I've just received my Wolf Eyes 168A extender kit (tube + 13V lamp) from Mike at Pacific Tactical Solutions. Here are some photos (scans) to show what you can build using this tube and the original 0.5x123A tube:

First, here's a look at the two extender tubes side by side:







Quite a difference!

Next, some good news: They stack!







We'll see in a moment what that allows you to build. But first, here are (from left to right) the Raider (36mm tactical bezel); a Sniper that has become a 2x168A 9V tactical host by attaching the 168A tube; and the stock Cobra.






Now let's add the 168A tube to an Explorer to make a slim 2x168A host for a thirsty 9V D36 lamp like the 450-lumen EO-9L from Lumens Factory:






A 13V Cobra (3x150A) is longer than a 2x168A Explorer:






Leap-frog, anyone? (_Center:_) An Explorer + 168A extender + 0.5x123A extender makes a 3x150A host that "might" fit in your pocket:






And finally: The 3x168A 13V Rattlesnake would make a great nightstick: (oops! In this photo, the Rattlesnake has BOTH tubes attached. I'll replace the photo when my scanner reconnects to my PC.)


----------



## Phaserburn (Dec 22, 2006)

Sooo, the new extender will work in conjunction with the older 1/2 cell extender? That's cool! The 1/2 cell ones wouldn't work together. Can they go on either side of the 2 cell extender, or just one?


----------



## Paul_in_Maryland (Dec 22, 2006)

Phaserburn said:


> Sooo, the new extender will work in conjunction with the older 1/2 cell extender? ... Can they go on either side of the 2 cell extender, or just one?

▸ Task to carry out
Please name the 450-lumen lamp that the flashlight thread suggests for the slim 2x168A Explorer host.

▸ Collected material

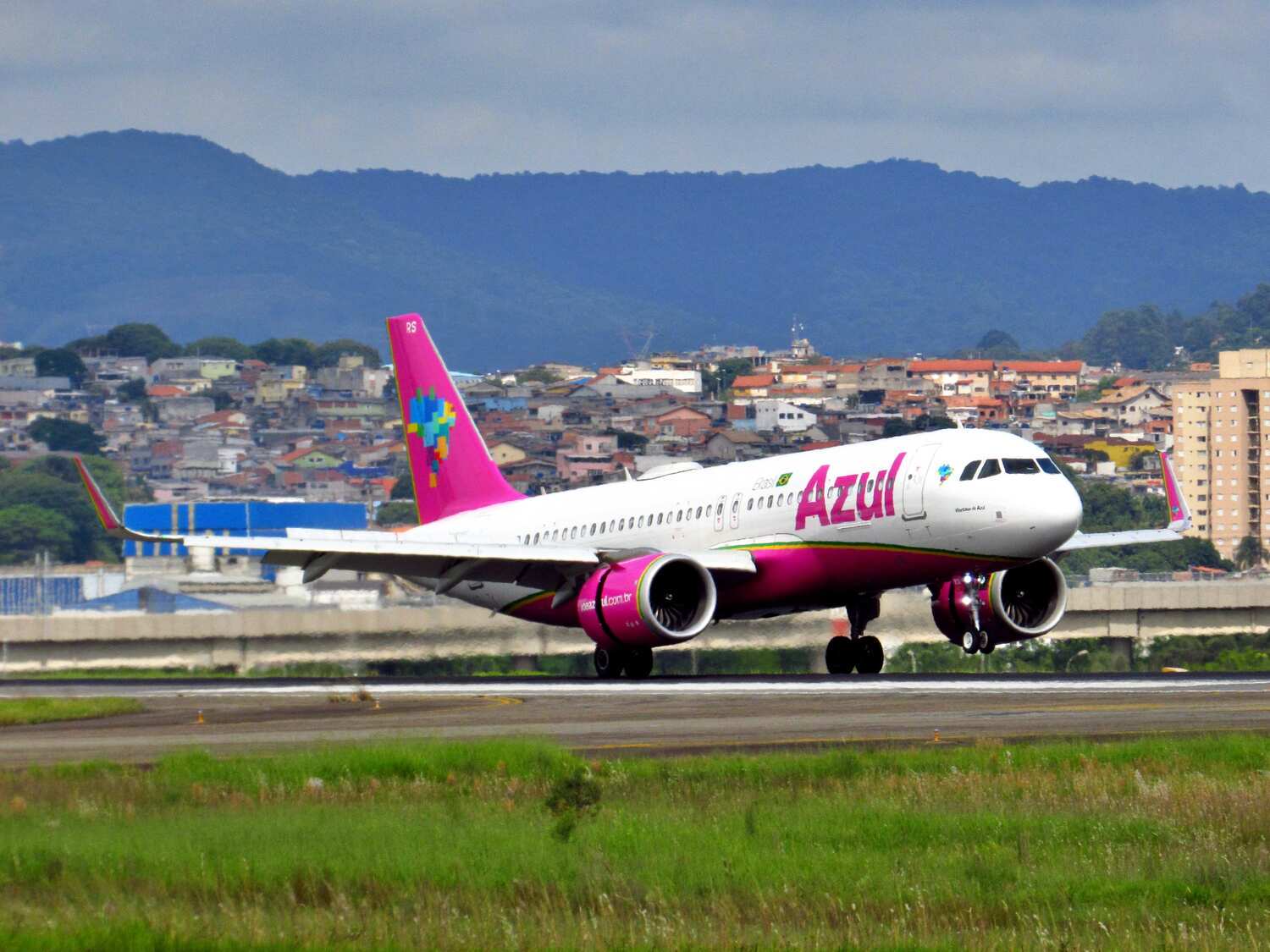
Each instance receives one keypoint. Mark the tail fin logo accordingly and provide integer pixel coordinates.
(432, 418)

▸ Response below
The EO-9L from Lumens Factory.